▶ **EXERCISE PROMPT**
Scan the data for "guava" and copy each matching line.

--- START ---

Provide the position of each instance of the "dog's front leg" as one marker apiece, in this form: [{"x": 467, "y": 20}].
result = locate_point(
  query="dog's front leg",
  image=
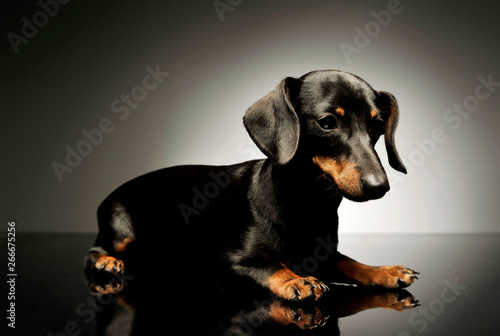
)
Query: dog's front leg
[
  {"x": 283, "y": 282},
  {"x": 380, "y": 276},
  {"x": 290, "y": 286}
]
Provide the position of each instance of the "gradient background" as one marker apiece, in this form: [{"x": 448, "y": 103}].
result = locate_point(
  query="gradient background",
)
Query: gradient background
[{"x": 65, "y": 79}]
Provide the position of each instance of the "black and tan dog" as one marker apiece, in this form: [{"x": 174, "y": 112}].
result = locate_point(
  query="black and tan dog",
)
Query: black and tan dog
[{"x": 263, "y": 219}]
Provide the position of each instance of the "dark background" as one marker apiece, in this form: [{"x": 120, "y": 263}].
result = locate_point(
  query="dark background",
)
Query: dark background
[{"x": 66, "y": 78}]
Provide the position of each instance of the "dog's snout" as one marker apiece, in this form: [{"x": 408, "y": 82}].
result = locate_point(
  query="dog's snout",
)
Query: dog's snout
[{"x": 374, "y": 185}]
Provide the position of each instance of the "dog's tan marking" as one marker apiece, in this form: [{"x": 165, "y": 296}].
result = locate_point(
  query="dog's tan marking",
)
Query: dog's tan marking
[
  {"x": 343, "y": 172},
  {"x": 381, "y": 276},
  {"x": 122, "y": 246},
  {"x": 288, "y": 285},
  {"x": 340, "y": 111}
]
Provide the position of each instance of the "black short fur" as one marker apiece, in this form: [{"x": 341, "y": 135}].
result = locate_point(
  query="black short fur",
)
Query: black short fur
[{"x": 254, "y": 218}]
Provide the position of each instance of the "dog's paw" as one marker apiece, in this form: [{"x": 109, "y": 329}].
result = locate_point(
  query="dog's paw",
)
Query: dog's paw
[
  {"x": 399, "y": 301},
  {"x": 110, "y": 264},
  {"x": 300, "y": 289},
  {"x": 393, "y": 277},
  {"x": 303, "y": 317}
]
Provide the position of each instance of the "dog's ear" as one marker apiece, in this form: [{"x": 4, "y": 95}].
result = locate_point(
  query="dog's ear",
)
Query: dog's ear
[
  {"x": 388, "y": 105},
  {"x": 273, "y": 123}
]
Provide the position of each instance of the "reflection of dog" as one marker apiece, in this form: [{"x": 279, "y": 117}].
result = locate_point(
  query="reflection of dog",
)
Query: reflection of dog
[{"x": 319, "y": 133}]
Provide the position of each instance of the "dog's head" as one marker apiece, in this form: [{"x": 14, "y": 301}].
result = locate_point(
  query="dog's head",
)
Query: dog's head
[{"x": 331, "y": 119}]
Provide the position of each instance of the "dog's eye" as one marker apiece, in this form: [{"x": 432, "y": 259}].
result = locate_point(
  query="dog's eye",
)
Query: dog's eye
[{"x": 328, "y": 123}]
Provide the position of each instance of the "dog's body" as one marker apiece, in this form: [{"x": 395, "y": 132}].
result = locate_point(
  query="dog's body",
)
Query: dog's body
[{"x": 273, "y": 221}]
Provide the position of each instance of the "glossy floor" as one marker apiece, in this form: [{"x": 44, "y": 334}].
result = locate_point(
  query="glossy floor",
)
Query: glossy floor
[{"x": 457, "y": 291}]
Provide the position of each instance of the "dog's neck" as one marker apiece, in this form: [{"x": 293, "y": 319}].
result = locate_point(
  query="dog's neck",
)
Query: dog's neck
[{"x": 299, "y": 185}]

--- END ---
--- START ---

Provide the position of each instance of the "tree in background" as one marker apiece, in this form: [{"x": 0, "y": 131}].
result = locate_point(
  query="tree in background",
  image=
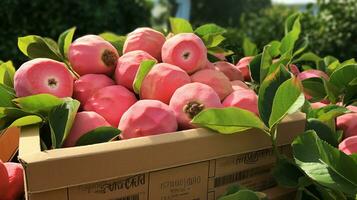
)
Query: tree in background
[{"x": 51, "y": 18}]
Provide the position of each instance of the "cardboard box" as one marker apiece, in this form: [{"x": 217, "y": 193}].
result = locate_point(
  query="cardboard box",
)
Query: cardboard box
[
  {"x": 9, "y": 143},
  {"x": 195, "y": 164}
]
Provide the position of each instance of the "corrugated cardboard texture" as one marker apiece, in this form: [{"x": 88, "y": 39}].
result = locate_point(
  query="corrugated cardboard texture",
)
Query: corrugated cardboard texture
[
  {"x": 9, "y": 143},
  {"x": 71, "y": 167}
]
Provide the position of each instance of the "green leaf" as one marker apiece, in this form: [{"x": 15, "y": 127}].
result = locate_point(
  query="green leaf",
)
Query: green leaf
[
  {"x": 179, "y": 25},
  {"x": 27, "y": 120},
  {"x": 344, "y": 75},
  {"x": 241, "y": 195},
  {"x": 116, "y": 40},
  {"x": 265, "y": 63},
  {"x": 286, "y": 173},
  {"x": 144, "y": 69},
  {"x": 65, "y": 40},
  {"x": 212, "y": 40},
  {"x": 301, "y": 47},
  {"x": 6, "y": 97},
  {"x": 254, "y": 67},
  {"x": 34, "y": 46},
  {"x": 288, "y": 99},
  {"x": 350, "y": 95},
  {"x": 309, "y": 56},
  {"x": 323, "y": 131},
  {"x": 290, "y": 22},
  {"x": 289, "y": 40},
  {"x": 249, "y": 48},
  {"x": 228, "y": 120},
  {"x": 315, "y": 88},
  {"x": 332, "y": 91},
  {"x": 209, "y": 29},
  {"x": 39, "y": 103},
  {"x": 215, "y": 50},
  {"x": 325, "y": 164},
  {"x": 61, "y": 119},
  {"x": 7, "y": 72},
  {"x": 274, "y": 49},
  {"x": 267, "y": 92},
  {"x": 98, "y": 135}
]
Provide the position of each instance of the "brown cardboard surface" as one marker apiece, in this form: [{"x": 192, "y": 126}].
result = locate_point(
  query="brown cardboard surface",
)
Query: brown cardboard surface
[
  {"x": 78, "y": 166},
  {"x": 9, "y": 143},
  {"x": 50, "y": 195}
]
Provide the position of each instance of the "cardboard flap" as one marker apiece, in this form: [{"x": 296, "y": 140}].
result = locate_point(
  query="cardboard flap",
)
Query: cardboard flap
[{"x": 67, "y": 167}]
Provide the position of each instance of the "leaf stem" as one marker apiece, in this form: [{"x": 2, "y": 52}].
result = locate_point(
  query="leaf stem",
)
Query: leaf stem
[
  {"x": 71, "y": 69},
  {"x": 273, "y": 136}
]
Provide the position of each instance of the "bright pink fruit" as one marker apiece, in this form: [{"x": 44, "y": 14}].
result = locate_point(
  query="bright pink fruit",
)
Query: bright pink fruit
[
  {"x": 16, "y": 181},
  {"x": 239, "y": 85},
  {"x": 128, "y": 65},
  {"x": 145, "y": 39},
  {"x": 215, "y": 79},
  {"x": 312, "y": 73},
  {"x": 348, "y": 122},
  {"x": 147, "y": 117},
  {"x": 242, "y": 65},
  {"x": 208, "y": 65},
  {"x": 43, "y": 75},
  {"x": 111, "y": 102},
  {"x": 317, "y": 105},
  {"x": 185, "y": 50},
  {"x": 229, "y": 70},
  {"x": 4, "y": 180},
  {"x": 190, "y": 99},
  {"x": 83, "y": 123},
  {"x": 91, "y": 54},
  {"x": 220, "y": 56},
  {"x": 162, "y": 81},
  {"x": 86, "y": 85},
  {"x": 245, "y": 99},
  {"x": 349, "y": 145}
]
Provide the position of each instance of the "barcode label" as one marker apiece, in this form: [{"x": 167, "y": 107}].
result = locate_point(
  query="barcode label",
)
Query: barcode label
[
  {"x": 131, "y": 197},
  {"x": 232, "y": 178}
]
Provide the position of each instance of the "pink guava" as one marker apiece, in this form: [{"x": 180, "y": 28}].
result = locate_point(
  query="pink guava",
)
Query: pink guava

--- END ---

▶ **REPLY TO THE TASK**
Provide the position of each instance of the "pink guava" as one marker apiece, in this form: [{"x": 180, "y": 28}].
  query="pink guava",
Query: pink guava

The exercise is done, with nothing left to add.